- WORK TO DO -
Please copy the lines below, renaming every "evenodd" to "nonzero" and leaving all else as it is. Leave the pictures out of your answer.

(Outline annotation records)
= = =
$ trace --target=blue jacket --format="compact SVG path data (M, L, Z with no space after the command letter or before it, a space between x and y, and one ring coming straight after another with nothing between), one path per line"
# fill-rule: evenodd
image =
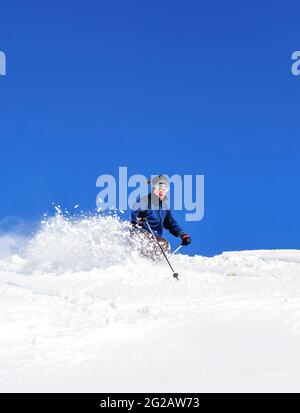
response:
M183 229L180 228L173 218L171 211L163 208L164 201L161 201L154 193L149 194L148 197L144 197L141 204L143 207L145 206L145 209L136 208L131 212L132 224L139 225L141 228L149 231L146 223L138 220L140 213L145 211L147 221L155 235L161 237L164 228L175 237L181 237L184 234ZM155 205L155 209L151 208L152 205Z

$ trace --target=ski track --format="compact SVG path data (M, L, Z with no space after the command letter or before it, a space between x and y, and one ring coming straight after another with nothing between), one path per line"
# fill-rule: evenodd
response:
M0 246L0 391L300 390L300 251L177 255L177 282L113 217Z

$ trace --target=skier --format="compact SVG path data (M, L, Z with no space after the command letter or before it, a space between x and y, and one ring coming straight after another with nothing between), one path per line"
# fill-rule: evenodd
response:
M149 231L148 223L160 245L166 252L170 252L171 249L168 241L162 237L164 228L175 237L181 238L182 245L187 246L192 242L191 237L180 228L173 218L166 197L169 189L170 187L167 177L158 175L152 181L152 191L148 196L142 198L140 202L141 206L138 208L134 207L131 213L131 224L133 229L139 231L143 236L153 241L153 235ZM152 243L150 256L158 257L159 254L160 252L157 249L157 244ZM146 253L146 255L149 254Z

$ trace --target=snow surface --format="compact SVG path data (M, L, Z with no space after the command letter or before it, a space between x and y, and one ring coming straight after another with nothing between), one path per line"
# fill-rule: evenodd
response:
M172 261L114 217L0 237L0 391L300 391L300 251Z

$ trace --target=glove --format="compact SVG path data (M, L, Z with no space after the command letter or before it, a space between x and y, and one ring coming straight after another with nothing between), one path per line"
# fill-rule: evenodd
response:
M141 222L146 221L148 215L148 211L141 211L139 212L138 218Z
M187 245L190 245L190 243L192 242L192 238L188 234L183 234L181 239L182 239L181 245L184 245L185 247Z

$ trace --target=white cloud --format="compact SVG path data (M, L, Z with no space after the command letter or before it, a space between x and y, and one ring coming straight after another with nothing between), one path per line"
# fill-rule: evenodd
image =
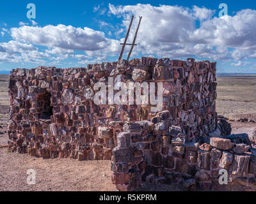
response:
M242 62L242 61L239 61L237 63L231 63L231 65L234 66L245 66L246 65L248 65L250 64L249 62Z
M209 19L215 13L215 11L212 11L204 7L200 8L196 6L193 7L193 11L194 11L193 15L200 21Z
M37 22L36 22L35 20L29 20L31 21L31 22L32 23L32 26L36 26L37 24L38 24Z
M19 23L19 26L26 26L26 25L28 25L28 23L24 23L23 22L20 22Z
M51 54L54 54L54 55L64 55L67 54L72 54L74 53L73 50L69 50L69 49L63 49L61 48L60 47L54 47L52 49L50 50L46 50L45 52Z
M245 50L256 48L255 10L244 10L233 17L217 18L212 17L215 11L196 6L189 9L177 6L115 6L109 4L109 8L110 13L124 18L125 31L131 15L135 17L129 41L132 40L138 17L143 16L136 40L139 46L134 51L143 55L170 57L198 55L209 59L237 59L238 54L228 51L228 48L235 48L243 55L246 55ZM197 19L200 21L198 28L195 27Z
M35 62L42 63L42 58L49 55L38 51L31 44L22 43L15 41L0 43L0 62Z
M14 27L11 29L11 35L17 41L71 50L103 50L118 43L106 38L103 32L61 24Z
= = =
- WORKED ANSWER -
$ trace --target=blue jacket --format="compact SVG path data (M, L, Z with no space after the command letter or before it, a space between x and y, and one ring coming straight after another with nothing between), one path per line"
# fill-rule: nonzero
image =
response:
M183 229L180 228L173 218L171 211L163 208L164 201L161 201L154 193L149 194L148 197L144 197L141 204L143 207L145 206L145 209L136 208L131 212L132 224L139 225L141 228L149 231L146 223L138 220L140 213L145 211L147 221L155 235L161 237L164 228L175 237L181 237L184 234ZM155 205L155 209L151 208L152 205Z

$ trace --target=ski track --format="compact SVG path data (M, L, Z with no space after the command letter or before it, a space between x and y, and one ring coming straight after another with nothing between), one path per line"
# fill-rule: nonzero
response:
M0 246L0 391L300 390L300 251L177 255L177 282L113 217Z

$ trace --target=skier --format="compact SVG path data (M, L, Z with no space after the command letter or before it, a space between x and y, and one ring coming straight after another with nothing between), one path per line"
# fill-rule: nonzero
response:
M149 231L148 223L160 245L166 252L170 252L171 249L168 241L162 237L164 228L175 237L181 238L182 245L187 246L192 242L191 237L180 228L173 218L166 197L169 189L170 187L167 177L158 175L152 181L152 191L148 196L142 198L140 202L141 206L138 208L134 207L131 213L131 224L133 229L139 231L143 236L153 241L153 235ZM152 243L150 256L158 257L159 254L160 252L157 249L157 244ZM146 253L146 255L149 254Z

$ trace --target=snow surface --format="compact SVG path data (M, L, Z with no space after the command letter or before it, a space between x and y, and one ring coming straight after another with nothing between), one path per line"
# fill-rule: nonzero
response:
M172 261L114 217L0 237L0 391L300 391L300 251Z

$ trace --target=glove --format="compact SVG path data (M, L, Z with no space after the command letter or before it, a space between x and y, and one ring coming straight after another with nothing between), one path per line"
# fill-rule: nonzero
response:
M141 222L146 221L148 215L148 211L141 211L139 212L138 218Z
M187 245L190 245L190 243L192 242L192 238L188 234L183 234L181 239L182 239L181 245L184 245L185 247Z

$ trace --target=white cloud --format="compact SVG path data (M, L, Z with no space after the command letter or before it, a space between x and y, and one ring coming straight after another with nothing between), one path per line"
# fill-rule: nonzero
image =
response:
M242 62L242 61L239 61L237 63L231 63L231 65L234 66L245 66L246 65L248 65L250 64L249 62Z
M209 19L215 13L215 11L212 11L204 7L200 8L196 6L193 7L193 11L194 11L193 15L200 21Z
M37 22L36 22L35 20L29 20L31 21L31 22L32 23L32 26L36 26L37 24L38 24Z
M19 23L19 26L26 26L26 25L28 25L28 23L24 23L23 22L20 22Z
M51 54L54 54L54 55L64 55L67 54L72 54L74 53L73 50L69 50L69 49L63 49L61 48L60 47L54 47L52 49L50 50L46 50L45 52Z
M245 50L256 48L255 10L244 10L233 17L217 18L212 17L215 11L196 6L189 9L177 6L115 6L109 4L109 8L110 13L124 18L125 31L131 15L135 17L129 41L132 40L138 17L143 16L136 40L139 46L134 51L143 55L170 57L198 55L209 59L237 59L238 54L228 51L228 48L235 48L243 55L246 55ZM197 19L200 21L198 28L195 27Z
M35 62L42 63L42 58L49 55L38 51L31 44L22 43L15 41L0 43L0 62Z
M14 27L11 29L11 35L17 41L71 50L103 50L118 43L106 38L103 32L61 24Z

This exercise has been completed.